#### Excerpted passage:
________________

If you look up the word arbitrage in Merriam-Webster’s, you’ll find this definition: “The nearly simultaneous purchase and sale of securities or foreign exchange in different markets in order to profit from price discrepancies.”

As you might expect, this sort of financial sleight of hand is risky business. Win at it, and you can make a fortune. Lose, and you might even find yourself behind bars.

Robert Miller understands the fine line between these two outcomes very, very well. And up to this point, the 60-year-old billionaire hedge fund wizard has landed on the right side of the law and ledger. He’s a silver fox with a platinum portfolio, the envy of Wall Street and the toast of Forbes magazine.

So Robert decides it’s time to get out while he’s ahead, to sell his lucrative business to a suitor willing to spend half a billion dollars on it. His family doesn’t really understand his decision, especially his daughter, Brooke, who’s the chief investment officer for his company. After all, they’re still raking in millions a month while other companies struggle against stiff economic headwinds.

What Brooke doesn’t know is that Robert isn’t selling the company because he wants to. No, his hand has been forced by a risky bet on a Russian copper mine that left a massive $400 million sinkhole in the middle of his balance sheet—a hole that’s been temporarily and secretly filled by a loan from a wealthy (but increasingly impatient) peer and by a totally separate set of books sent to auditors.

If Robert can just get the deal closed, no one ever has to know. If he can’t, well, we’ve already covered that whole prison thing.

But that’s not Robert’s only secret. Nor the only secret on the verge of unraveling, for that matter.

Despite his seemingly happy home life—Robert’s wife, Ellen, his children and grandchildren have just thrown him a big 60th birthday party—the businessman has been indulging an ongoing affair with a young artist named Julia. She’s impatient for him to leave Ellen and deeply frustrated that she always ends up with the leftover time after Robert tends to his other responsibilities.

________________

#### Extracted data:
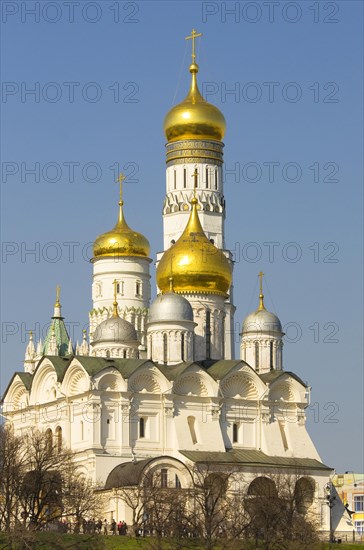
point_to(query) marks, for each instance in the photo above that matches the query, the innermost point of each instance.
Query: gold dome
(121, 241)
(194, 263)
(194, 118)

________________

#### Exercise brief:
Condense the paragraph of the Robert Miller passage above that begins "What Brooke doesn't know" into a bulleted list that keeps its main facts.

#### Written solution:
- Robert is not selling the company by choice.
- A risky bet on a Russian copper mine left a $400 million hole in his balance sheet.
- The hole has been filled temporarily and secretly.
- The cover comes from a loan from a wealthy, increasingly impatient peer.
- It also relies on a separate set of books sent to auditors.